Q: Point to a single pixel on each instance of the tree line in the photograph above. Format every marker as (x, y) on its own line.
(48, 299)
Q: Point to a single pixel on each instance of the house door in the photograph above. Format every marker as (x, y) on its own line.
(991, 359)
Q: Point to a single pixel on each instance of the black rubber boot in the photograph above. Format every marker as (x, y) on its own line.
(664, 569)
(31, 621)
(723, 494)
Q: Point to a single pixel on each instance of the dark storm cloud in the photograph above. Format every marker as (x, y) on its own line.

· · · · · · ·

Working down from the line that contains "of the black", retype each line exactly through the last line of the data, and give nothing else.

Q: Point to a single pixel on each instance of the black rubber boot in the photograph above. Format every marker as (x, y) on its own line.
(664, 569)
(31, 621)
(723, 494)
Q: Point to a single pixel on each instance of the dark storm cloud in the photograph above. Format every marker as (x, y) on its own line.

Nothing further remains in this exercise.